Page text »
Wednesday, 25 April 2012
It's been about two months.. about 2 months of anxiety and arrangements and some slight drama that comes when you start doing things and start doing them with other people irl and not just spending time inside your head. That's the funny thing about real life: everything affects everything. So when you get the good, you will inevitably also get the uncomfortable and confrontational.
About 2 months in Finland now. Things are.... different. Let's use a tired ole metaphor: It's like swimming in the sea. Mexico has proven to be not so much a time out as a paddling pool. Now I've been cast into the sea and told to sink or swim. Nay, not sink or swim, to figure out how to not only survive but to thrive in a new environment. This environment includes myself. First lesson is to understand that I can. Second lesson is to expand on that to see myself clearly in as many aspects as I can. This process never ends for as long as there's breath in me. The third lesson is to apply myself to this new environment either by changing things in it that are not functional, seeing what is good and worth cherishing and what is not and by learning to accept things that are not within my power to change and therefore just the little things that I need to brush off. I am not the lord of all universe, just a dust spec. Dust spec with the ability to cause a big bang. :)

(Dataset rows on where objects appear)
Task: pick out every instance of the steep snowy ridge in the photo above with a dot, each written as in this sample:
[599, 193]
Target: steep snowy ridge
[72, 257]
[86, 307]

What the exercise asks »
Go on with the blog entry about the first two months in Finland, picking up right after its last sentence.

Written answer »
There are 2 big challenges in this new place: to be myself and to figure out what I want my life to be. The rest of it is just details on how to make it all functional and mobile so I can carry this (myself, my goals, my happiness) with me.
To be blunt and less philosophical: I don't exactly enjoy the place I've been dropped into. The more I talk to people, the less it seems like most of them actually enjoy their life. With all the fast internet connections, drinking water on tap, social security and free education.. there is little appreciation of life, less focus on spreading this abundance. The lack of connection between people is tangible. There's also the staggering difference that comes from having absolutely everything handed to you, with no questions asked and when you have to work for every little benefit, starting from a floor that's not made of dirt. Or a roof. Or a front door. The focus on things that are considered important and worth your effort is simply dumbfounding and takes a while to get used to.
And then comes the inevitable realisation that all these things, these things that make up the bulk of our every day life, the embellishments that hold our interest when living in abundance, are not important.
It's also rather telling that most of the liver transplants made in Finland apparently are because of liver failures due to excessive use of "natural products" in pill form. You know the ones that claim to have the pure essence of this or that food/nut/seed/endangered species in them that the long lost tribe of MooMoo has been using for everything ever for centuries? Yeah, those. With the little text at the back of the box that says "may cause liver damage".
This is what we focus on. On what temperature our coffee is roasted in, did it grow on the south or north face of the hill, was the chocolate grown 2000 or 3000km above sea level, if we're going to lose 5 kilos in 5 weeks to look good enough at the beach, if the bouncer is making more money than the client and if their attitude is uppity so we can punch them after the bar closes and why exactly are bar owners so greedy that we can't get a cheaper buzz?
Good grief, Charlie Brown.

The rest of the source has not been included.